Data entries
*** Begin section ***

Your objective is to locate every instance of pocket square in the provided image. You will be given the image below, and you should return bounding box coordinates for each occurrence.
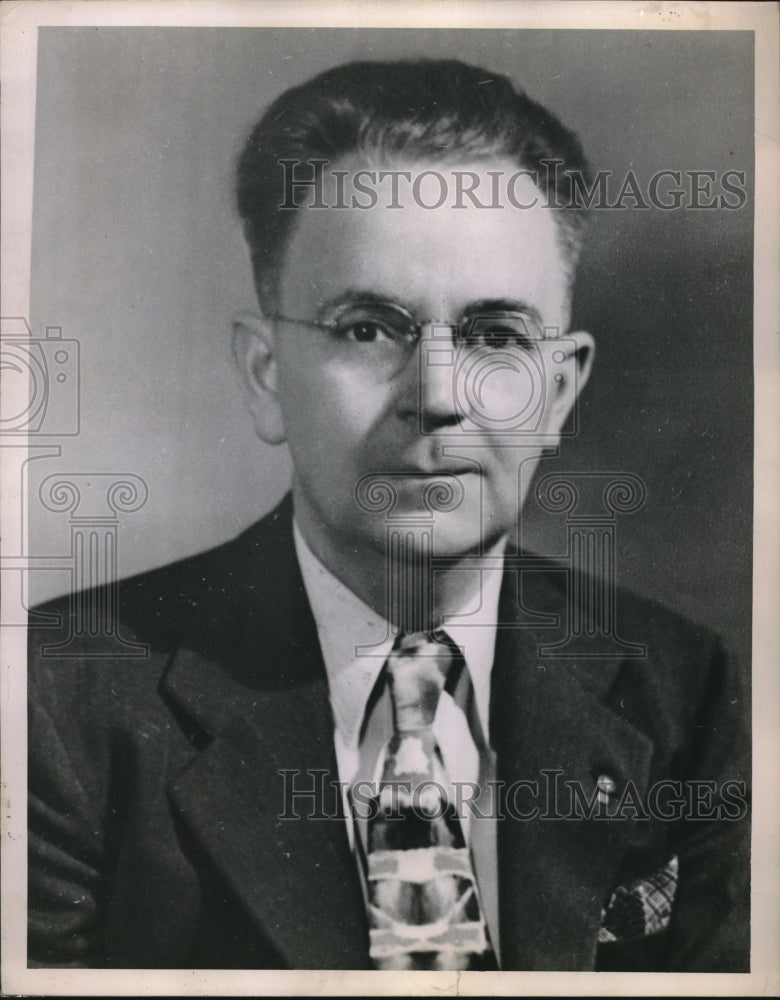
[598,855,679,943]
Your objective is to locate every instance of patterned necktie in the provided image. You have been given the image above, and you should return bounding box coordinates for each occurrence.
[365,631,495,970]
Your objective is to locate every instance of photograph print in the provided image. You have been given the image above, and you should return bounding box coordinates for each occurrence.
[6,16,761,979]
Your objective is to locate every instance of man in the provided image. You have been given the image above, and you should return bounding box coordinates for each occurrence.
[28,59,749,971]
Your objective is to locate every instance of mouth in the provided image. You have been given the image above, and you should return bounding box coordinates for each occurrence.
[393,465,478,477]
[355,466,477,516]
[393,449,480,478]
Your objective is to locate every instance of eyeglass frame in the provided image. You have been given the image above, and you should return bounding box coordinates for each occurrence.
[266,299,552,353]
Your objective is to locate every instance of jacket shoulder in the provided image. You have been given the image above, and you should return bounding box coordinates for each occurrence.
[29,497,295,657]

*** End section ***

- [DIRECTIONS FOR THIS TASK]: Could you set down exactly the lines above, from the one containing "Your objective is to locate every instance of jacket" through the last, including both and nothing else?

- [SOLUTION TO THIS TASK]:
Your objective is to locate every instance of jacket shoulder in the provided image. You have been given the image above, and you should return bounding box coordinates for each occurrence.
[29,497,295,657]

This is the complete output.